Your reply must contain exactly the lines running from the one with "--target=unopened bud" to the last line of the entries below, both included, and no other lines.

START INFORMATION SUPPLIED

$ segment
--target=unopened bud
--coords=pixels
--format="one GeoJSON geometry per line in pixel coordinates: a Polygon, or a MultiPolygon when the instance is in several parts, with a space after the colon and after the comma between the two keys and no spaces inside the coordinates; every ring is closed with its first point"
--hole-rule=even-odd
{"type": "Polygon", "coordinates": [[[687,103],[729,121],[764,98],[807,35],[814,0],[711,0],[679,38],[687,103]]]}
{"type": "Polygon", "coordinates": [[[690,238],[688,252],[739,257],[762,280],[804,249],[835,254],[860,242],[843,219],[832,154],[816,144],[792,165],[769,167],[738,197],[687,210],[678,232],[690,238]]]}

END INFORMATION SUPPLIED

• [REPLY]
--target=unopened bud
--coords=pixels
--format="one GeoJSON geometry per line in pixel coordinates: a Polygon, or a MultiPolygon when the instance is in several parts, with a space after the colon and after the comma between the two keys and no spaces inside the coordinates; every ring is closed with its first point"
--hole-rule=even-odd
{"type": "Polygon", "coordinates": [[[687,103],[729,121],[764,98],[807,35],[814,0],[711,0],[679,38],[687,103]]]}
{"type": "Polygon", "coordinates": [[[690,238],[688,252],[739,257],[762,280],[804,249],[835,254],[860,242],[843,219],[832,154],[816,144],[792,165],[769,167],[738,197],[687,210],[678,232],[690,238]]]}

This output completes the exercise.